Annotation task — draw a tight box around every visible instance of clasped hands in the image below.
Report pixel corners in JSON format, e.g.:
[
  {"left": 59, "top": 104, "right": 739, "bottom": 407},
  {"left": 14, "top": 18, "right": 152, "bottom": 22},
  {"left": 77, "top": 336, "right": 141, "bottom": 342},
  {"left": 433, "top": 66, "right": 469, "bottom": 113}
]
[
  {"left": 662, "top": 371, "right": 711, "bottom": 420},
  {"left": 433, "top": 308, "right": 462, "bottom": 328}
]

PROBLEM TO WORK ON >> Copy the lines above word for word, with nothing changed.

SOLUTION >>
Annotation task — draw a tight box around every visible instance of clasped hands in the image below.
Report pixel corners in JSON format, e.g.:
[
  {"left": 59, "top": 104, "right": 739, "bottom": 407},
  {"left": 14, "top": 18, "right": 152, "bottom": 22},
  {"left": 77, "top": 336, "right": 141, "bottom": 342},
  {"left": 433, "top": 66, "right": 469, "bottom": 113}
]
[
  {"left": 662, "top": 371, "right": 711, "bottom": 420},
  {"left": 433, "top": 308, "right": 462, "bottom": 328}
]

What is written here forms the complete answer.